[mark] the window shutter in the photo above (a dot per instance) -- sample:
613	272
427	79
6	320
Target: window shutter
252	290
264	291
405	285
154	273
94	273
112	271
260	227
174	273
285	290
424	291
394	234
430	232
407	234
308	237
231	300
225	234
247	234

YOUR GOAL — Copy every line of the records above word for word, keeping each number and space unchanged.

EXPECTED ANSWER —
[mark] the window shutter in the photo above (a dot per instance) -- sample:
613	272
427	79
6	320
Target: window shutter
252	290
264	291
405	285
154	273
94	273
112	271
260	227
174	273
285	290
424	291
394	234
430	232
407	234
308	237
231	300
225	234
247	234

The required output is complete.